### Task directions
Can you scale the lines below, beginning at the line that has "segment --target textured" and stopping after the line that has "18 215 L 12"? Write those lines out again in full, with every outline coordinate in the answers multiplied by 2.6 and rounded to a whole number (halves up), and leave out the pictures.
----------------------------------------
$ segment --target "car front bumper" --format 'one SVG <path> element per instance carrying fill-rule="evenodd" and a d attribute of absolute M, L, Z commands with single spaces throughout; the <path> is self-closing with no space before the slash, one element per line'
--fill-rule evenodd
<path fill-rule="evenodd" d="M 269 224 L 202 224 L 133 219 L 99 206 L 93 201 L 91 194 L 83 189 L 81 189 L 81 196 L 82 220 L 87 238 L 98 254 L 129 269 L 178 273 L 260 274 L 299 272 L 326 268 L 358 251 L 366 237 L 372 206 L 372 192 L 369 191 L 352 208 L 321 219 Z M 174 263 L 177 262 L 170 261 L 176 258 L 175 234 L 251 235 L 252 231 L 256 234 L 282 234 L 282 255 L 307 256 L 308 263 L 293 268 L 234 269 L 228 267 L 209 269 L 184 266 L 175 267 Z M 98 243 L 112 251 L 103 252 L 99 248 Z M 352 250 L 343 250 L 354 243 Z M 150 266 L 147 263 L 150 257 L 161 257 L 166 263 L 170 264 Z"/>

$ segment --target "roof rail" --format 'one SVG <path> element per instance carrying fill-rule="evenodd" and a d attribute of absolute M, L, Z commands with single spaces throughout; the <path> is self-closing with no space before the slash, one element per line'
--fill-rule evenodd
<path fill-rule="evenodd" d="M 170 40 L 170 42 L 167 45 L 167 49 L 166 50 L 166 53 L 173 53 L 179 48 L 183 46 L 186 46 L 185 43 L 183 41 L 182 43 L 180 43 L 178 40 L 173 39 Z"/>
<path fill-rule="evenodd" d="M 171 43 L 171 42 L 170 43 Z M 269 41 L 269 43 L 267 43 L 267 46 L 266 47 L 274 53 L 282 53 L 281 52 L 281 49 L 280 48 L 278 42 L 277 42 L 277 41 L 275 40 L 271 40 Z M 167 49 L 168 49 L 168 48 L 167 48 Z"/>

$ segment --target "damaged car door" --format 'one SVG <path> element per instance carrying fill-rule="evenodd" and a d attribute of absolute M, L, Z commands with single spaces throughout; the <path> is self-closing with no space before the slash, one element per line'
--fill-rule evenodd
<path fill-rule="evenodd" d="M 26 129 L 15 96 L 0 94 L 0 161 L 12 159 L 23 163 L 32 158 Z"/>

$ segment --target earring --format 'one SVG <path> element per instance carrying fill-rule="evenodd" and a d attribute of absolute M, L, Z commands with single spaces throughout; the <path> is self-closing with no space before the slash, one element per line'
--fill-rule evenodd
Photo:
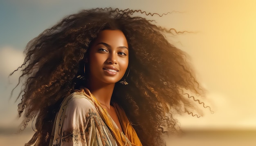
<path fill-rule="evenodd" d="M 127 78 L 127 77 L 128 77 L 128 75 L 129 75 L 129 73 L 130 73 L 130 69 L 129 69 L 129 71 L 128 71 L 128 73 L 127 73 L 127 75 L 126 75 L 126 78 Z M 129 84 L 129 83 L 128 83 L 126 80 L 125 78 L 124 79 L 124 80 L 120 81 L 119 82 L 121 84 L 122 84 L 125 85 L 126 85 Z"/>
----------------------------------------
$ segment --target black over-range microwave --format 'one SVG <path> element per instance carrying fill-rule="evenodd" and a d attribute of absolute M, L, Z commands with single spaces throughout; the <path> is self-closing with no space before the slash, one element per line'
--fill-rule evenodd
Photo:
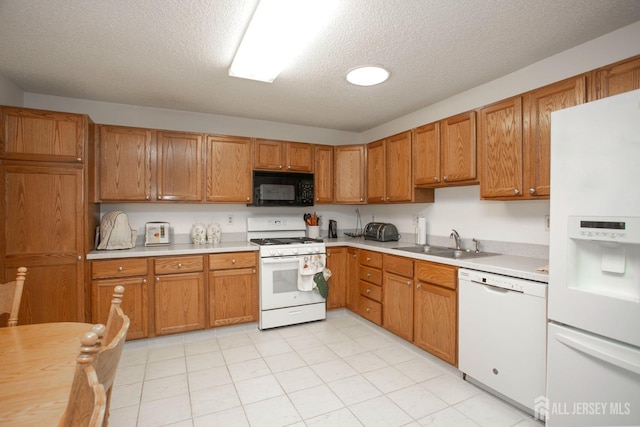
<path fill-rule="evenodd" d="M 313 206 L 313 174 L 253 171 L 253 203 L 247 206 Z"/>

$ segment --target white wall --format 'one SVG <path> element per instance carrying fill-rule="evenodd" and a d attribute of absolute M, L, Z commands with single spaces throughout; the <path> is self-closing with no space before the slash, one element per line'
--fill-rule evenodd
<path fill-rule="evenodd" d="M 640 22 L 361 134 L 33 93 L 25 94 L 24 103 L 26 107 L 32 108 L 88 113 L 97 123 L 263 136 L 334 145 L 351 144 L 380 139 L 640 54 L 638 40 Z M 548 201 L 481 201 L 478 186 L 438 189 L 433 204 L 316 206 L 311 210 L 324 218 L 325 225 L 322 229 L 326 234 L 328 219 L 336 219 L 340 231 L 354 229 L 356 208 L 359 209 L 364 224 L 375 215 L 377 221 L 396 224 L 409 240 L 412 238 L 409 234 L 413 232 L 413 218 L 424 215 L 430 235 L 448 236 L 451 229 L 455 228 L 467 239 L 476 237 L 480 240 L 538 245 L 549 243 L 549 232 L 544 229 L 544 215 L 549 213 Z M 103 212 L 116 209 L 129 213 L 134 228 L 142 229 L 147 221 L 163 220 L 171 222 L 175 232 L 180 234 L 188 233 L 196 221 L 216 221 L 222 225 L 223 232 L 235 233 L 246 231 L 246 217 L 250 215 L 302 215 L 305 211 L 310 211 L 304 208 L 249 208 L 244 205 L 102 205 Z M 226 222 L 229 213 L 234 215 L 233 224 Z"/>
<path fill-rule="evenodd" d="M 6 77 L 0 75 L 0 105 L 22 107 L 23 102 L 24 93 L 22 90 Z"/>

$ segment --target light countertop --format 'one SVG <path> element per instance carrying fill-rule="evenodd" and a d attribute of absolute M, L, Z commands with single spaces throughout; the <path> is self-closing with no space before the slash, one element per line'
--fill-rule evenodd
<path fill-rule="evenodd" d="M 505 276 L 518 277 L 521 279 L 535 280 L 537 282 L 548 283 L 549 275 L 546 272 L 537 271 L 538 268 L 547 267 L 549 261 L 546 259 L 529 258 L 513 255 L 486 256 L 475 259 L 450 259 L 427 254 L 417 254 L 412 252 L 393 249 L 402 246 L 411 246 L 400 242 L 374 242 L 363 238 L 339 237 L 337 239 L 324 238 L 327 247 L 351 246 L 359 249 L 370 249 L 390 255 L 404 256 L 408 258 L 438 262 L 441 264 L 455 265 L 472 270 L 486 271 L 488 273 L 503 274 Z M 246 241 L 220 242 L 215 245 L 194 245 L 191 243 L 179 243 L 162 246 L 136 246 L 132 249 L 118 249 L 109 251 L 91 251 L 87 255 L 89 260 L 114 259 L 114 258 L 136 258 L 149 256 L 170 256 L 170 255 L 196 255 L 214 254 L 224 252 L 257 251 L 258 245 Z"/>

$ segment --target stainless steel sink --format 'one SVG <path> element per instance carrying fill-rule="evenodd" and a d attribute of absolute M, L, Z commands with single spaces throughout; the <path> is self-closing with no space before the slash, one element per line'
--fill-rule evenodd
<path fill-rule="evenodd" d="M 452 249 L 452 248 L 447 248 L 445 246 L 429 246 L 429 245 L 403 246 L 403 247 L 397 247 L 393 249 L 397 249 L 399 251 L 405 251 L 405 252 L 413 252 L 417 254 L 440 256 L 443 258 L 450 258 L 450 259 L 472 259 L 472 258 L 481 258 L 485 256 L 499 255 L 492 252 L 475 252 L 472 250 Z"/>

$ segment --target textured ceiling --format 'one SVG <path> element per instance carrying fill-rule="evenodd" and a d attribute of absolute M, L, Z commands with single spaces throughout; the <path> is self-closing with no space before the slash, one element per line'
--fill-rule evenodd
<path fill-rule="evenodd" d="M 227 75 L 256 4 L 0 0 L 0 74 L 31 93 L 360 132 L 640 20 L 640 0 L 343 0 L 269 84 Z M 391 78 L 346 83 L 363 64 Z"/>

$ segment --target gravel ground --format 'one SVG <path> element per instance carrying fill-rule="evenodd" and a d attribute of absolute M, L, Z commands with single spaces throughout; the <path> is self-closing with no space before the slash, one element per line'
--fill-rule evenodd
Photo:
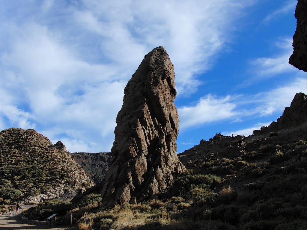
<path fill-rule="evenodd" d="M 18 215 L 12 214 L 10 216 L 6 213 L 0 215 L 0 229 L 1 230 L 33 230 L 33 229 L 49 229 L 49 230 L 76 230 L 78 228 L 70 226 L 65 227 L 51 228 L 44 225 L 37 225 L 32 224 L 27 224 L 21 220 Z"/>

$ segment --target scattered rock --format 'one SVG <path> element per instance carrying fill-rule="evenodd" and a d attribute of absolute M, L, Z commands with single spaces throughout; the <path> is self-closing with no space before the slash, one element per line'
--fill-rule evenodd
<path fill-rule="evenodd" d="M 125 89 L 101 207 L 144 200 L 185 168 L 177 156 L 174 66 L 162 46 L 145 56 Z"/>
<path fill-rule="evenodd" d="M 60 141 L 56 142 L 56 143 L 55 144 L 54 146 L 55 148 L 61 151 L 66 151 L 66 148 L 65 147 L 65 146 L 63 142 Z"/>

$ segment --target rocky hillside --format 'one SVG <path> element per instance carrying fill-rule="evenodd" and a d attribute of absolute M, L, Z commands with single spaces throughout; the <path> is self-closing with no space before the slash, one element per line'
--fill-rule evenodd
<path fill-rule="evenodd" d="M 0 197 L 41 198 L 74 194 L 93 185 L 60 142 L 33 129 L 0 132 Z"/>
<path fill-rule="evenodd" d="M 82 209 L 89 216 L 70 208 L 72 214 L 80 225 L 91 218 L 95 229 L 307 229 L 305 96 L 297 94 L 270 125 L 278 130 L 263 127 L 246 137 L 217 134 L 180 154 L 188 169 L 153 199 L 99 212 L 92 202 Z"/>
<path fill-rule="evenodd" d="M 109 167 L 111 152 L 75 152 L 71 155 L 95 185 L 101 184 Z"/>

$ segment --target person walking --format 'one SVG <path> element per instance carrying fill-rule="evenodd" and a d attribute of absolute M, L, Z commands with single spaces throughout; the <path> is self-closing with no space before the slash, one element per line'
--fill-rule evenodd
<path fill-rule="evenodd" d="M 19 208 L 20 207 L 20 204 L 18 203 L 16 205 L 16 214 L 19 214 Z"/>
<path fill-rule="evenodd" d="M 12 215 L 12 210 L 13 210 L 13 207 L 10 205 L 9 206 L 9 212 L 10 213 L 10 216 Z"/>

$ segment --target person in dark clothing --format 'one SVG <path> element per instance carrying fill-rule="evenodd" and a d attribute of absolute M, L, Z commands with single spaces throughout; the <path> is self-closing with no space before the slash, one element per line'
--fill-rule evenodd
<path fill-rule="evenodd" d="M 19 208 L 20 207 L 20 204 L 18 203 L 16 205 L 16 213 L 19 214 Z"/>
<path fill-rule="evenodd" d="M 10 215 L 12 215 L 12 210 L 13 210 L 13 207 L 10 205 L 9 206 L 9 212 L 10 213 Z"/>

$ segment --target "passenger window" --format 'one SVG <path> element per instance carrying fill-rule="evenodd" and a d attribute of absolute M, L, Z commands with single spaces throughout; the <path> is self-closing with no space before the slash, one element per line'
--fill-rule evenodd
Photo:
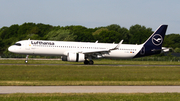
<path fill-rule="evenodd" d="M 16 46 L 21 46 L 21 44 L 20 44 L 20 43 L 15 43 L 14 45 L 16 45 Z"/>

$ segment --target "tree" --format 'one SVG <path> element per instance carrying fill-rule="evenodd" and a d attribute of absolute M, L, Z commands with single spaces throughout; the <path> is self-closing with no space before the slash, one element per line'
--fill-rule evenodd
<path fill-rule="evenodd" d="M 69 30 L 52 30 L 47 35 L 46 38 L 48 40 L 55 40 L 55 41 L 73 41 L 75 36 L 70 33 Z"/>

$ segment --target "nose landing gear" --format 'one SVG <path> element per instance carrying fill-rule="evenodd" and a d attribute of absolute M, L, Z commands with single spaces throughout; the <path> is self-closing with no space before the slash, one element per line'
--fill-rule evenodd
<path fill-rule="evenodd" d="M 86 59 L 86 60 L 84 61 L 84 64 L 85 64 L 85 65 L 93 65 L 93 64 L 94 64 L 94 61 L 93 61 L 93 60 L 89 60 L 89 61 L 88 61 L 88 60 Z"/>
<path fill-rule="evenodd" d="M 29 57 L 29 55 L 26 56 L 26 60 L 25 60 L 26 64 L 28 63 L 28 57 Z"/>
----------------------------------------
### Finished answer
$ segment --target textured ceiling --format 'one SVG <path> element per instance carrying fill-rule="evenodd" and a d attribute of absolute M, L, Z commands with single spaces throughout; the <path> is self-closing with no space before the slash, one element per line'
--fill-rule evenodd
<path fill-rule="evenodd" d="M 590 195 L 666 10 L 0 0 L 0 192 L 81 242 L 936 343 L 1664 52 L 1664 0 L 892 0 L 699 218 Z M 1017 203 L 900 216 L 944 166 Z"/>

$ segment --target gravel ground --format 'one SVG <path> element per instance carrying fill-rule="evenodd" and a d attribute of absolute M, L, Z commands with single spaces throughout; the <path> is self-closing with no space before the slash, one element per line'
--fill-rule evenodd
Photo:
<path fill-rule="evenodd" d="M 47 559 L 31 556 L 26 562 L 16 554 L 0 559 L 0 595 L 3 598 L 86 598 L 86 595 L 127 595 L 127 598 L 198 598 L 203 593 L 182 588 L 169 590 L 133 593 L 114 585 L 96 585 L 83 582 L 70 582 L 55 572 Z"/>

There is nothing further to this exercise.